◆ **Assigned task**: Pick out each line in these entries that contains the string "truck".
▬▬▬
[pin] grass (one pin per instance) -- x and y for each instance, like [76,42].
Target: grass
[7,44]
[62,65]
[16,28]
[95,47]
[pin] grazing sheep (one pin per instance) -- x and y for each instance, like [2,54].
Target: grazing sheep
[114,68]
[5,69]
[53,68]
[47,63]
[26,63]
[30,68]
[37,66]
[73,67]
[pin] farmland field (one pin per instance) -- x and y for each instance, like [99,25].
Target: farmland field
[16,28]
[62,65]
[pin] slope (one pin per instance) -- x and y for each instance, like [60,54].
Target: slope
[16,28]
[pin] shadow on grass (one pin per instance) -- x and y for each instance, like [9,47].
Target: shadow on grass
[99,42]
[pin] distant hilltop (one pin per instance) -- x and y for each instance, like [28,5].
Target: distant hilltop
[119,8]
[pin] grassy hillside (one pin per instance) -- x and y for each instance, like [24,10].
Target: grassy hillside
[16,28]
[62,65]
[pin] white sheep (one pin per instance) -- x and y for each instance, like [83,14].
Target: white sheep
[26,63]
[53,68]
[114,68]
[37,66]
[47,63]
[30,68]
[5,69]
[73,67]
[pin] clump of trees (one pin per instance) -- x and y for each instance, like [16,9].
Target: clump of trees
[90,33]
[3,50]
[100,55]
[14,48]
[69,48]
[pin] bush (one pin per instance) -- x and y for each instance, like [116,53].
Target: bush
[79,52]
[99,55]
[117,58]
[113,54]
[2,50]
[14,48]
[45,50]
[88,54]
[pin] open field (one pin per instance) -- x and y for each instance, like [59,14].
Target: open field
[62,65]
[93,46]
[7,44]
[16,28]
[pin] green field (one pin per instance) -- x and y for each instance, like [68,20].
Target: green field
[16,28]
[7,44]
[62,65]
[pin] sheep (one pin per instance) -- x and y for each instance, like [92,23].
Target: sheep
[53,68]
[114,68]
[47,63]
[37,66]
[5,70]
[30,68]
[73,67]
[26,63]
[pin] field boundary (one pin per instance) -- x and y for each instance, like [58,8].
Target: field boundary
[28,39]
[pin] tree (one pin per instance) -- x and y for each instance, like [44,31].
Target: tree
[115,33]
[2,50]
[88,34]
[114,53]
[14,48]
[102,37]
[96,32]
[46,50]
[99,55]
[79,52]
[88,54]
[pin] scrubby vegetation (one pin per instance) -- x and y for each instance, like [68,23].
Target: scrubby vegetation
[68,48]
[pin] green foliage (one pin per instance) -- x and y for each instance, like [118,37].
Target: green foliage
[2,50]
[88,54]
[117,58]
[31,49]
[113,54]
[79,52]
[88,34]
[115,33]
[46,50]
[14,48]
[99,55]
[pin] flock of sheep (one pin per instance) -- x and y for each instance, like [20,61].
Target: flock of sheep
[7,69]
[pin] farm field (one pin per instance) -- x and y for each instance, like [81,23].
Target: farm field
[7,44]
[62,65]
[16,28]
▬▬▬
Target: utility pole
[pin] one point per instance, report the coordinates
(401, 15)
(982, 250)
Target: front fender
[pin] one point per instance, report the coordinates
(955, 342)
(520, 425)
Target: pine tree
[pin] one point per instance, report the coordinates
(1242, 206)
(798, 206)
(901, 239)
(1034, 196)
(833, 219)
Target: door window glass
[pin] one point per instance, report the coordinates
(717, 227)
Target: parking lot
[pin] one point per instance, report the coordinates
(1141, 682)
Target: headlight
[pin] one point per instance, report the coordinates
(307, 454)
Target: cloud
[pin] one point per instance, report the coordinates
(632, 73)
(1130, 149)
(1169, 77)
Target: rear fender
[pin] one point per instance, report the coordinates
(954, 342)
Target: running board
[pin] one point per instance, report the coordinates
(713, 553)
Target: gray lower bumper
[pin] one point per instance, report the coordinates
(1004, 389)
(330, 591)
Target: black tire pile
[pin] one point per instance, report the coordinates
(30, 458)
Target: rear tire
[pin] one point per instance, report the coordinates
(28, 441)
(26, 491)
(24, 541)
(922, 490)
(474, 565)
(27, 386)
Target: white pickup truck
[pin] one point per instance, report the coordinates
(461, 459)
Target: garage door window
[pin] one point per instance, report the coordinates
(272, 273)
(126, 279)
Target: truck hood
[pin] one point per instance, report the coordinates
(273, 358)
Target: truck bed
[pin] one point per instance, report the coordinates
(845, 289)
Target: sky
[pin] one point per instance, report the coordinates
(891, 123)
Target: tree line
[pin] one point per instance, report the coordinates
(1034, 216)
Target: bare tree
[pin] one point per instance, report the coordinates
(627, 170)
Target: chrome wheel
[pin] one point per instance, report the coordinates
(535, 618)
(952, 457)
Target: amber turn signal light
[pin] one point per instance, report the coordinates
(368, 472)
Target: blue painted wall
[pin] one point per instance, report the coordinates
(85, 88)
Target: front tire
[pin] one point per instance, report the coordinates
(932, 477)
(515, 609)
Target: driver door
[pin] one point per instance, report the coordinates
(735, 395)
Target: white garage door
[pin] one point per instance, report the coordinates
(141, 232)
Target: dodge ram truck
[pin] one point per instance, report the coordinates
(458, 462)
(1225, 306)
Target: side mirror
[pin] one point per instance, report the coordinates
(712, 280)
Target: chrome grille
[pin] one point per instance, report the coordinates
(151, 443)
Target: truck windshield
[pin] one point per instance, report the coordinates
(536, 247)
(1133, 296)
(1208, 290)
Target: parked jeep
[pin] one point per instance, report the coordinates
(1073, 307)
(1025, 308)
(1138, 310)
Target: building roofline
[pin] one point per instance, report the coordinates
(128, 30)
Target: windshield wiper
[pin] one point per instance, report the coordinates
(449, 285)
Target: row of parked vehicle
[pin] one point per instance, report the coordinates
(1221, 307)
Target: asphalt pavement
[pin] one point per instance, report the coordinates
▬▬▬
◆ **Solution to the problem**:
Target: white pickup truck
Target: truck hood
Target: truck bed
Target: dodge ram truck
Target: truck windshield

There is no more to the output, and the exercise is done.